▸ SELECTED EXCERPT
-*-*-

There are a few thousand left to share their story
On December 7,1941, following the devastating attack on Pearl Harbor, the United States of America entered World War II.
Millions of American men and women were called to action to both fight for the nation abroad and to work for the cause in the United States.
While the stories of WWII are often romanticized in Hollywood through movies and television, the real life tales can be much harsher, messier, and more tragic than one could ever imagine. That’s why Rishi Sharma, a 19-year-old from Agoura Hills, California, is crisscrossing the country to capture the true story of war before those memories die with those who lived it.
"I've been one of the many recipients of their sacrifices," Sharma told KPCC, an NPR affiliate station in California. "I feel it is my responsibility to really understand what that bloodshed and sacrifice is like for their generation."
Sharma has been captivated by the stories of veterans since his junior year of high school. The teenager has recorded the stories of more than 400 veterans.
“I spend literally every single day either at a veteran's home, at a senior home, in a hospital, documenting these World War II veterans in—what is for many of them—their dying words,” Sharma said of how his journey began.
Image via GoFundMe
He now records an interview every three days. There, he hears about moments like these from Steve Politis, a 100-year-old veteran who served in the Army Signal Corps and who watched one of his fellow soldiers die:
"When we hit the beach, we were all hit, and the medics couldn't get to us. I could hear him singing ‘I'll Be Seeing You.’ And then he stopped. So, I listened to him die. It still bugs me."

-*-*-

Referring expression pointing records:

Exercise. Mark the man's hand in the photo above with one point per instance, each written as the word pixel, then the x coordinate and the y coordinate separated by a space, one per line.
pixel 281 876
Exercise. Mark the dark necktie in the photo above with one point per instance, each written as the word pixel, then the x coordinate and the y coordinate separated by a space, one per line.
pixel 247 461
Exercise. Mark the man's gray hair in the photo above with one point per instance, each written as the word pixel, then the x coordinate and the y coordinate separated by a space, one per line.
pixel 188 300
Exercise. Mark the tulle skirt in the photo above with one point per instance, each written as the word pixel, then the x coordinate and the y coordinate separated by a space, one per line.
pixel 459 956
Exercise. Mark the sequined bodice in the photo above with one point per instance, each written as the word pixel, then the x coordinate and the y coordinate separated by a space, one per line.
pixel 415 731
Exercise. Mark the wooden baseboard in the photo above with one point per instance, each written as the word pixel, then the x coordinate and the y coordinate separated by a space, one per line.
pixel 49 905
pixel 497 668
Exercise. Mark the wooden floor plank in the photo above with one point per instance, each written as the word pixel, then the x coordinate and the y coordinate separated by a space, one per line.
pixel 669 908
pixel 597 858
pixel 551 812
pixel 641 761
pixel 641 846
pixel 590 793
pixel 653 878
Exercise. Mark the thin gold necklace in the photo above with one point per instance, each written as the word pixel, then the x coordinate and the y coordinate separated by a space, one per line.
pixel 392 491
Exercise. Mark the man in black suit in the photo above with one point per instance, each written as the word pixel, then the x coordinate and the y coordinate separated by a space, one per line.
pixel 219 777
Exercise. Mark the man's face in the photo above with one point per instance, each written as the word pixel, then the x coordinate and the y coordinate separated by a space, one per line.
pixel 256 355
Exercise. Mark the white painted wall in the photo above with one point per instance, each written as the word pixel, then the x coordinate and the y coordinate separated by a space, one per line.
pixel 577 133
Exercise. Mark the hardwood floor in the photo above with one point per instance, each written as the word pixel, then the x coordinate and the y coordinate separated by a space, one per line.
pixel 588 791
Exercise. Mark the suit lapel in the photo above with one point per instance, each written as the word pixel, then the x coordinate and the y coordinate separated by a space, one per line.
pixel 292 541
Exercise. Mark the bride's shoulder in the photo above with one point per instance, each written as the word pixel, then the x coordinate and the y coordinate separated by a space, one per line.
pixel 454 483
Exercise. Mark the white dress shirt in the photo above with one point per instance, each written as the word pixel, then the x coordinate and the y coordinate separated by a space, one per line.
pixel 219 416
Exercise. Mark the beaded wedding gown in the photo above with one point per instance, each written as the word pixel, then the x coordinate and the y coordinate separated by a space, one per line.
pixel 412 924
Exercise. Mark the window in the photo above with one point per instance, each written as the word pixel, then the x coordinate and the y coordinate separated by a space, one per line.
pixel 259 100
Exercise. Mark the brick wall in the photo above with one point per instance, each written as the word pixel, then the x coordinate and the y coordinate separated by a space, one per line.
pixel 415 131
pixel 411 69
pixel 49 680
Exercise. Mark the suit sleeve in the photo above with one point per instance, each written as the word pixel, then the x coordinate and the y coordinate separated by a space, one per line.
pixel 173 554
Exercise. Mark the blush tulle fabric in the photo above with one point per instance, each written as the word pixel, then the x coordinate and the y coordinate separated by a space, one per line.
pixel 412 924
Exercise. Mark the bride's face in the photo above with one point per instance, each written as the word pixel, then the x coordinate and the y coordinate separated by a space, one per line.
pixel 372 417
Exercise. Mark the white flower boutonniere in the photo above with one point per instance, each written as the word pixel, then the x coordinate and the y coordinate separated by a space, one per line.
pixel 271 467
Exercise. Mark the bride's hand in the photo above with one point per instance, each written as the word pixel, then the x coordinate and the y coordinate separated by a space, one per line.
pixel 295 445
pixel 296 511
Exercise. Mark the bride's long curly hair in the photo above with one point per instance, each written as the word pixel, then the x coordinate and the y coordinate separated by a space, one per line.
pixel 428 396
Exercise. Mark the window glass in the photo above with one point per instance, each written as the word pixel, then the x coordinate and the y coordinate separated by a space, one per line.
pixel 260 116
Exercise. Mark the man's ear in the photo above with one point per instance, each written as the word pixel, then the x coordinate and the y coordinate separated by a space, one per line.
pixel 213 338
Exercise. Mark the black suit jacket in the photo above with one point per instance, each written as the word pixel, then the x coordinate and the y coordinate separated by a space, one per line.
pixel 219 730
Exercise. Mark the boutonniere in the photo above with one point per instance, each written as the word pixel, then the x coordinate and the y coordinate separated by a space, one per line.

-*-*-

▸ THE TASK
Reproduce the passage of the Rishi Sharma veterans text from "Sharma has been" to "his journey began.".

▸ RESPONSE
Sharma has been captivated by the stories of veterans since his junior year of high school. The teenager has recorded the stories of more than 400 veterans.
“I spend literally every single day either at a veteran's home, at a senior home, in a hospital, documenting these World War II veterans in—what is for many of them—their dying words,” Sharma said of how his journey began.